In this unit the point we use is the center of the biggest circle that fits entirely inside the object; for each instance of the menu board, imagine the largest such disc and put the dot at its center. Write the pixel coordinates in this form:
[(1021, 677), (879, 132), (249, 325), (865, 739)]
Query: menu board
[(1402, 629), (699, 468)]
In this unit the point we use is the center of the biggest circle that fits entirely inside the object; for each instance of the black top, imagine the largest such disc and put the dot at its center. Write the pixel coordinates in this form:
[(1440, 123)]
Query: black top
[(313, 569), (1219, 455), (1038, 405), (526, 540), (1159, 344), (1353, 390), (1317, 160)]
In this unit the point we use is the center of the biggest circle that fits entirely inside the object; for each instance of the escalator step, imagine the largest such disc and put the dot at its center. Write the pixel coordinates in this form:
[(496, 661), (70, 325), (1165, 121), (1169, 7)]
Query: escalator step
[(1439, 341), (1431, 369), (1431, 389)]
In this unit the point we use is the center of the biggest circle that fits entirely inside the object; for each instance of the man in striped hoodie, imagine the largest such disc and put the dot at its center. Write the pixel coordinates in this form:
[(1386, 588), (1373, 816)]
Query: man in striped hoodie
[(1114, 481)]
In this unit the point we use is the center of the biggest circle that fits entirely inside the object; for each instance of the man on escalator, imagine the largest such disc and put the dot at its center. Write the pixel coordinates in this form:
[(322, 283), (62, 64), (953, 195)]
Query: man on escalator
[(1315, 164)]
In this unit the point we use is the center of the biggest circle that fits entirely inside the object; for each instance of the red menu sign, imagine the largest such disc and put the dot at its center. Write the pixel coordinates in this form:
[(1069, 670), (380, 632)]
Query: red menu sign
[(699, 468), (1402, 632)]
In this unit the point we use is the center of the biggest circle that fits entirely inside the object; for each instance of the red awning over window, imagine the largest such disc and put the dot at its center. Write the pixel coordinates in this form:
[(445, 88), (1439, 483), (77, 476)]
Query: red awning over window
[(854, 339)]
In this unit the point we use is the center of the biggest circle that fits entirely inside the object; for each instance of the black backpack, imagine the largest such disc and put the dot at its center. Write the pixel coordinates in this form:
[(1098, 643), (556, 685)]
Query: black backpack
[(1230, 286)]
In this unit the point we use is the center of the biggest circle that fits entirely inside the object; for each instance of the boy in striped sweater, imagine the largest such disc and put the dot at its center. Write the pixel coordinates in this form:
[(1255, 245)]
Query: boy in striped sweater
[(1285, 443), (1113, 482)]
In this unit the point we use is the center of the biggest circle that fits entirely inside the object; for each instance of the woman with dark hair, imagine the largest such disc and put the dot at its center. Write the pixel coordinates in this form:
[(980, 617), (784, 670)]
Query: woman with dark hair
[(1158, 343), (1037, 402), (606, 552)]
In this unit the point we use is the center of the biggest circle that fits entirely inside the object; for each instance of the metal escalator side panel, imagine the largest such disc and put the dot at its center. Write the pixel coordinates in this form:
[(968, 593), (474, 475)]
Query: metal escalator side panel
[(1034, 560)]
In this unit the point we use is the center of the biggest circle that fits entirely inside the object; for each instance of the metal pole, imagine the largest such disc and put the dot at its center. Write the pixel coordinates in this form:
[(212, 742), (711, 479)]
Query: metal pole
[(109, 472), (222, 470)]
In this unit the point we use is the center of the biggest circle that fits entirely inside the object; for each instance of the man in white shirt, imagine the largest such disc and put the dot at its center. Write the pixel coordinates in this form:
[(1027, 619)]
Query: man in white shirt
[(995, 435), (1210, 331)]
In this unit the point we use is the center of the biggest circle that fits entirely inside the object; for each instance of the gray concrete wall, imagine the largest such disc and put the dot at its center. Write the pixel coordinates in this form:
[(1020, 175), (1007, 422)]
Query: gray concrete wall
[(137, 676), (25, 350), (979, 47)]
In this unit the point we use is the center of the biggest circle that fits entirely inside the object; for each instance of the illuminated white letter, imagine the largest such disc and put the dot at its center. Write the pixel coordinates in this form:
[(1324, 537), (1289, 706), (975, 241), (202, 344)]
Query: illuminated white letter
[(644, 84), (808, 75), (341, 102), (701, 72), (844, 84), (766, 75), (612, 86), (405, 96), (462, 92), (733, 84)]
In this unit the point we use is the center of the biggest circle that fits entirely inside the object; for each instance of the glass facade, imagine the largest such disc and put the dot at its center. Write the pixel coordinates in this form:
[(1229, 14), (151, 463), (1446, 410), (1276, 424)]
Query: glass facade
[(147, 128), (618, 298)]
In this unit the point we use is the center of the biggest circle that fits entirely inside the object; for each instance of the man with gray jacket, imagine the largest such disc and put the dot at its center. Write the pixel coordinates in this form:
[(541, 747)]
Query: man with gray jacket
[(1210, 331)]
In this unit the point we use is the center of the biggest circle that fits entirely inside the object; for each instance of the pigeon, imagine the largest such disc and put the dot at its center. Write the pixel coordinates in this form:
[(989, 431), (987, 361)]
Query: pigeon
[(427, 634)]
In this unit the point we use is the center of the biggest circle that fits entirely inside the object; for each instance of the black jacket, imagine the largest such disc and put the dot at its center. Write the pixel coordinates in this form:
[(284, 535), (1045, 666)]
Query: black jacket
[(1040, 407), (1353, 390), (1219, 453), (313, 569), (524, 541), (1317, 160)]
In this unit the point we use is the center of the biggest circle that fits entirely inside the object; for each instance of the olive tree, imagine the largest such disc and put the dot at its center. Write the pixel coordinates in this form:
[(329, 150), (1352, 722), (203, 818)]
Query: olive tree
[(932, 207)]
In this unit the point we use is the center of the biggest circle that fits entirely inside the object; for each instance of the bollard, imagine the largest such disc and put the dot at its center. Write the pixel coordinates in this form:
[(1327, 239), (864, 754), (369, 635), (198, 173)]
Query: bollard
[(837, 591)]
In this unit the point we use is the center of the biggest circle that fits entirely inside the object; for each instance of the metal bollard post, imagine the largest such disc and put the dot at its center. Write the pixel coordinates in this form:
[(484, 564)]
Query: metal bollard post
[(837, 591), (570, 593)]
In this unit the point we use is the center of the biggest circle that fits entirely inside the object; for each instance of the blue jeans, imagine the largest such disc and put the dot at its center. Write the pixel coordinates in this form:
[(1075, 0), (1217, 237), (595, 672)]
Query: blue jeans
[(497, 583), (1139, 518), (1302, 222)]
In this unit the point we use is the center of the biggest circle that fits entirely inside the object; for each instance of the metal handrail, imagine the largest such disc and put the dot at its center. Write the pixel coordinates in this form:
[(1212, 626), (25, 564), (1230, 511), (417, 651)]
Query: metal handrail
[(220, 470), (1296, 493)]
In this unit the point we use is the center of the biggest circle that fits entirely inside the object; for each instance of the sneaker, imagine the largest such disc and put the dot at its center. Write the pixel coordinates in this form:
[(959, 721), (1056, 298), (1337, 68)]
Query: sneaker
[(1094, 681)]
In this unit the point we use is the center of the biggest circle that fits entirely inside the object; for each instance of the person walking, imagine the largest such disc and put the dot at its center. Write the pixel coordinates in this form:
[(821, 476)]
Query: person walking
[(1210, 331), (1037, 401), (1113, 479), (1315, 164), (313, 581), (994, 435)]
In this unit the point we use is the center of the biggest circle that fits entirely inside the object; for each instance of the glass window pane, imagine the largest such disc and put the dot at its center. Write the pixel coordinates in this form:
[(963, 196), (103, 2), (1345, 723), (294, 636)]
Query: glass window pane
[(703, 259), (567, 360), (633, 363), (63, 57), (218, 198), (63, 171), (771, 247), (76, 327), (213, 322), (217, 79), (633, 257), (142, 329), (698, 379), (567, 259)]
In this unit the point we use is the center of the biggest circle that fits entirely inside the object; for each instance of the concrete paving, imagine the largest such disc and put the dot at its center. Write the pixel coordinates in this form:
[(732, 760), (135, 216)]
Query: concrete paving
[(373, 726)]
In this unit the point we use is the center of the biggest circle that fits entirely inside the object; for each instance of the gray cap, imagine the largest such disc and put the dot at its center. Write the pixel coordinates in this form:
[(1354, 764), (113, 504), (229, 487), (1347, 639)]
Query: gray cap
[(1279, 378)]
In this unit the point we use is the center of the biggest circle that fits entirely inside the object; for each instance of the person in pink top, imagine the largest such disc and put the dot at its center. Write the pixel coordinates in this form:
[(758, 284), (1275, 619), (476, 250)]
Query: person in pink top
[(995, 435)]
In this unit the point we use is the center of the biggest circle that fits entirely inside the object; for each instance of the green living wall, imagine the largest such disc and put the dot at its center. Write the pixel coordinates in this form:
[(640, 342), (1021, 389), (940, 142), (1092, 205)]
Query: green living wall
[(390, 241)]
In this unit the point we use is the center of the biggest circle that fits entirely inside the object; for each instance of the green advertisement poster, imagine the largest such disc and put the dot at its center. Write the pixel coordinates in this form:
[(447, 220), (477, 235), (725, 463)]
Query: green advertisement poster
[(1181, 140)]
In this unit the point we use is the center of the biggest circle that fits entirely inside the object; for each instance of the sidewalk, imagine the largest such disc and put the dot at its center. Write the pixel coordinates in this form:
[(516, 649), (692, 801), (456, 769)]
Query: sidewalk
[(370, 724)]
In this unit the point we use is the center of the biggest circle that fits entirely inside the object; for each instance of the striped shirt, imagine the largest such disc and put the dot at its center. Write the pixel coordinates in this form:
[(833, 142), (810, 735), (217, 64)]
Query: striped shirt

^^^^^^^^

* _WHAT NEEDS TO BE DONE_: Please render only the lines of the records starting at the line that contains "of the woman" and ending at the line that contains "92), (733, 84)]", both included, as a Markdown table with the columns Row and Line. Give each line its row number and leave out blank lines.

* _TASK RESPONSE_:
| Row | Line |
|---|---|
| 1 | In this unit the point we use is the center of the biggest circle that fits entirely inside the object; for each instance of the woman with dark hair, imagine the largest such disc and put the dot at its center. Write the pixel coordinates in this form: |
| 2 | [(980, 617), (784, 670)] |
| 3 | Query: woman with dark hair |
| 4 | [(1158, 343), (1037, 402), (606, 552)] |
| 5 | In this unit the point we use is the center of the biggest circle that fits entirely inside the object; for each instance of the metal escalator side panel, imagine the largest such disc and put the dot at its center. Write the pixel coordinates in this form: |
| 6 | [(968, 593), (474, 475)] |
| 7 | Query: metal escalator side panel |
| 8 | [(1034, 560)] |
| 9 | In this unit the point we use is the center of the biggest circle that fits entirely inside the object; for each instance of the metal pole, imagine the largest such disc and put the dot at its center. Write the pixel coordinates in this form: |
| 10 | [(212, 742), (711, 479)] |
| 11 | Query: metal pole |
| 12 | [(109, 472), (222, 470)] |
| 13 | In this unit the point we use is the center of the biggest circle that fits entirely inside the object; for each instance of the man in white shirt, imagine the largest such disc and put the dot at its center. Write the pixel coordinates in this form: |
| 14 | [(1027, 619)] |
| 15 | Query: man in white shirt |
| 16 | [(995, 435), (1210, 331)] |
| 17 | In this unit the point we use is the center of the biggest circle that fits entirely inside the object; for each instance of the gray concrete wall, imagine the largest such disc and put the dot at its center. Write the pixel coordinates in this form: |
| 18 | [(1020, 175), (1007, 422)] |
| 19 | Query: gray concrete wall |
| 20 | [(137, 676), (25, 350), (979, 47)] |
| 21 | In this unit the point we use is the center of the biggest circle that fits entirely inside the object; for each instance of the illuminated white letter, imagine the largest such disc and put the dot at its center. Write the pixel coordinates in this form: |
| 22 | [(1324, 537), (1289, 706), (975, 241), (202, 344)] |
| 23 | Query: illuminated white letter |
| 24 | [(644, 84), (808, 75), (341, 102), (701, 72), (844, 84), (766, 75), (612, 86), (405, 96), (462, 92), (733, 84)] |